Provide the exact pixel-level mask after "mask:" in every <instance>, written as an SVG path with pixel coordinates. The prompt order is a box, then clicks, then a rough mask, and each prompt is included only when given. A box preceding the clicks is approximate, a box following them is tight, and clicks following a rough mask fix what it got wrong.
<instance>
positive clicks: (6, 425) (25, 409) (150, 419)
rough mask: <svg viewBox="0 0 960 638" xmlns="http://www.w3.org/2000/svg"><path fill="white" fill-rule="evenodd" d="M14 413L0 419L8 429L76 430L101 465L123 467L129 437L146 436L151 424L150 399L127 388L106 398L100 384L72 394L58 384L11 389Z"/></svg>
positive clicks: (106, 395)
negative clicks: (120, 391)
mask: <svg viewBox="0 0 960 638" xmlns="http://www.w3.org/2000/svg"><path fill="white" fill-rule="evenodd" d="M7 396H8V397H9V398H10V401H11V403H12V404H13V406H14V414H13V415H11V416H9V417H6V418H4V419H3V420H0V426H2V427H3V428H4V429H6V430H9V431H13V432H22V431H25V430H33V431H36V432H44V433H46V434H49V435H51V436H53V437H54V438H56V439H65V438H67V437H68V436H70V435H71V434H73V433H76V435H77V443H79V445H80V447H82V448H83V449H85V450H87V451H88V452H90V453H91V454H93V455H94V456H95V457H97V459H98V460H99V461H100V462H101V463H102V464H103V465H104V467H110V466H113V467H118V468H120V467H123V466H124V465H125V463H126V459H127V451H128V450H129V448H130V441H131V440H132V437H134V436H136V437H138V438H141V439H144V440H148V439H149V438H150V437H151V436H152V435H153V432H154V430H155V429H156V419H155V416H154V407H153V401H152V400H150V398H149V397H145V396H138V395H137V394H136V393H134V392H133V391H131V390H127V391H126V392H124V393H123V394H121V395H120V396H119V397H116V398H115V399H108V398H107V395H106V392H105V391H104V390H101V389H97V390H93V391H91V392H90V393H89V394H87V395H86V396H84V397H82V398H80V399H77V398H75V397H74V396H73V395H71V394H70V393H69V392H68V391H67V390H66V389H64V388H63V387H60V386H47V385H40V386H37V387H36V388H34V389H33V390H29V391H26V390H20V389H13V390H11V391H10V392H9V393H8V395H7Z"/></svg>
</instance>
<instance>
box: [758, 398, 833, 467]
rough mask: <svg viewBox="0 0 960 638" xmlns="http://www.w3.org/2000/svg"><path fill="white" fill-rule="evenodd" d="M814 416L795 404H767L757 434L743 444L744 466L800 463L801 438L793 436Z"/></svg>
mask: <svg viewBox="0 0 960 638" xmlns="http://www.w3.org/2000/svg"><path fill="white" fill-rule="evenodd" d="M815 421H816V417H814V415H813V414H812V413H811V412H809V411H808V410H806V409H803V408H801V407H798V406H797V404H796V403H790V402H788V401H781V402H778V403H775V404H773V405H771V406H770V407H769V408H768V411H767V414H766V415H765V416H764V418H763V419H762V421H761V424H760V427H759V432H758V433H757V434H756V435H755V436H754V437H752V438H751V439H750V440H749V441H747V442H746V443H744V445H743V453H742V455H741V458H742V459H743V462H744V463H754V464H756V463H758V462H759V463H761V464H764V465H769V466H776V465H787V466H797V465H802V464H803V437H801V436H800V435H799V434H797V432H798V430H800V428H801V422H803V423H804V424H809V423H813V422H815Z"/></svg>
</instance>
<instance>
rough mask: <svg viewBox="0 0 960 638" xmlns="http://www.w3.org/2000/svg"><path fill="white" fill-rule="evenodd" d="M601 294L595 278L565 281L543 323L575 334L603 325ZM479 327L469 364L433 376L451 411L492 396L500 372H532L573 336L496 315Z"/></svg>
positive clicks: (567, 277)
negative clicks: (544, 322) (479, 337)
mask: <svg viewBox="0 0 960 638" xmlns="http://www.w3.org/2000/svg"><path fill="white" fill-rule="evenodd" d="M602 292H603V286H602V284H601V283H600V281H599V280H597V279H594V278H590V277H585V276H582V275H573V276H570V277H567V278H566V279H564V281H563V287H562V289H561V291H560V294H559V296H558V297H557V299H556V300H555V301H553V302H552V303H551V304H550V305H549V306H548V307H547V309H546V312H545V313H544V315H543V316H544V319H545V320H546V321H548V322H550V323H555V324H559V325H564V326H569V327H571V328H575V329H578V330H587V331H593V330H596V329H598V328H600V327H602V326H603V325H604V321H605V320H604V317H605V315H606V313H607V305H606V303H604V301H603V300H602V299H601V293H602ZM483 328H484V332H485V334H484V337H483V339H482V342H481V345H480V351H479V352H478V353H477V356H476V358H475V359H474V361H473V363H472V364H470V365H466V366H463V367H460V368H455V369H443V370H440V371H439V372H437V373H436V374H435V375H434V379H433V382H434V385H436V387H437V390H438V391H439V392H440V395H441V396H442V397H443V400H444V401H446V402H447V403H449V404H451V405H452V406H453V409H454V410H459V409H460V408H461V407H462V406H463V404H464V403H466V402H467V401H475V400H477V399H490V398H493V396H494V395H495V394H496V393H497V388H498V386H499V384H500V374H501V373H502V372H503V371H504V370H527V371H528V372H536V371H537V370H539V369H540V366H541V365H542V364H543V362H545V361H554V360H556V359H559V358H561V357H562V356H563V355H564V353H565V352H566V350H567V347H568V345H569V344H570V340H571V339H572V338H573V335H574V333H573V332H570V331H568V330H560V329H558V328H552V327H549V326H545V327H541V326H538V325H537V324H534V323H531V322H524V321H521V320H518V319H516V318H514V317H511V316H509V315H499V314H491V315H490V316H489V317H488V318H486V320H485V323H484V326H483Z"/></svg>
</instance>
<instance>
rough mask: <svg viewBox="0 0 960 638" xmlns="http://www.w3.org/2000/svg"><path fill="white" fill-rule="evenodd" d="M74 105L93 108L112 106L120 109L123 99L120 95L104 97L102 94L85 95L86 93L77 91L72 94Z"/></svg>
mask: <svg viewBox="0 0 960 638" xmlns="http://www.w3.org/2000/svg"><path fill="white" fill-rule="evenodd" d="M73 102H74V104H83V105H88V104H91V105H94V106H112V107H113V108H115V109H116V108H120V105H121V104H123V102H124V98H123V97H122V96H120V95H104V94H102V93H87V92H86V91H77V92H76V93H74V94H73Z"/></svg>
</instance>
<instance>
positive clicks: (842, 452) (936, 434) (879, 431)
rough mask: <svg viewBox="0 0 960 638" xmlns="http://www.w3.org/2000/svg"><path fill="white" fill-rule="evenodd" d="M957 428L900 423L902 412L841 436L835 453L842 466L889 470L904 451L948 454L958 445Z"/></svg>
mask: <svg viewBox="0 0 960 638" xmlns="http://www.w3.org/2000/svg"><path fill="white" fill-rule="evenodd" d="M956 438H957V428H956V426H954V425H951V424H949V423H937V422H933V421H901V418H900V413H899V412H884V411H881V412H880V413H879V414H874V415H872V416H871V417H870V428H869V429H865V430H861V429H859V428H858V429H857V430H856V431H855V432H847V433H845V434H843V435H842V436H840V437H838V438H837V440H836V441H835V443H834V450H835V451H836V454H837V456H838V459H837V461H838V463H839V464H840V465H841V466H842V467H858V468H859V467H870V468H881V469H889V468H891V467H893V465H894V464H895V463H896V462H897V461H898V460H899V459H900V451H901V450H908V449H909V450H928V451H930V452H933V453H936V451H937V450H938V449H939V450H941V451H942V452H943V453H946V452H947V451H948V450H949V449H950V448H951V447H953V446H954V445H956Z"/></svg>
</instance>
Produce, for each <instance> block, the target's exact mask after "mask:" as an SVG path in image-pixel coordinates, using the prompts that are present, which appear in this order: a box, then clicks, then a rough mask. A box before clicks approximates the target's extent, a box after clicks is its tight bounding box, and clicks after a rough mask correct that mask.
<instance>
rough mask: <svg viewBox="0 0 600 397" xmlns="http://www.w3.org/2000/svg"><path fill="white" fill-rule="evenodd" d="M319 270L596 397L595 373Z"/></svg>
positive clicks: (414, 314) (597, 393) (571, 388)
··········
Exercise: Copy all lines of the records in which the string "then" can be found.

Solution to this exercise:
Provide the exact pixel-level mask after "mask:" in every <instance>, written as an SVG path with pixel coordinates. The prompt order is a box, then clicks, then a rough mask, and each prompt is included only when given. A box preceding the clicks is approximate, a box following them is tight, and clicks following a rough mask fix what it got wrong.
Produce, for each <instance> block, the target's exact mask after "mask:" as an SVG path in image-pixel coordinates, using the prompts that are present, which appear in this order: a box, then clicks, then a rough mask. A box before clicks approximates the target's extent, a box after clicks is its tight bounding box, and clicks after a rough mask correct that mask.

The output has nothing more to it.